> **文本段落**
++++
1.首先修改过master那台的配置文件,
2.多次hadoop namenode -format这种不好的习惯。
一般会出现一下报错:
java.io.IOException: Cannot lock storage /usr/hadoop/tmp/dfs/name. The directory is already locked.
或者是:
[root@hadoop current]# hadoop-daemon.sh start datanode
starting datanode, logging to /usr/local/hadoop1.1/libexec/../logs/hadoop-root-datanode-hadoop.out
[root@hadoop ~]# jps
jps命令发现没有datanode启动
对于这种情况请先试一下:
在坏死的节点上输入如下命令即可:
bin/hadoop-daemon.sh start dataNode
bin/hadoop-daemon.sh start jobtracker
如果还不可以的话,那么恭喜你和我遇到的情况一下。
正确的处理方法是,到你的每个Slave下面去,找到.../usr/hadoop/tmp/dfs/ -ls
会显示有: data
这里需要把data文件夹删掉。接着直接在刚才的目录下启动hadoop
start-all.sh
接着查看jps
那么就会出现datanode.了
接着去看
http://210.41.166.61(你的master的IP):50070
里面的活节点有多少个?
http://210.41.166.61(你的master的ip):50030/
显示的node数目。
OK,问题解决。
++++
> **原始资料**
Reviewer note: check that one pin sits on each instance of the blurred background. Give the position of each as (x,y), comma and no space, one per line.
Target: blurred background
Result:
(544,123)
++++
> **任务要求**
在关于 Hadoop datanode 无法启动的文本段落中,作者要求到每个 Slave 的 dfs 目录下删除哪个文件夹?

> **回答**
需要删除 data 文件夹。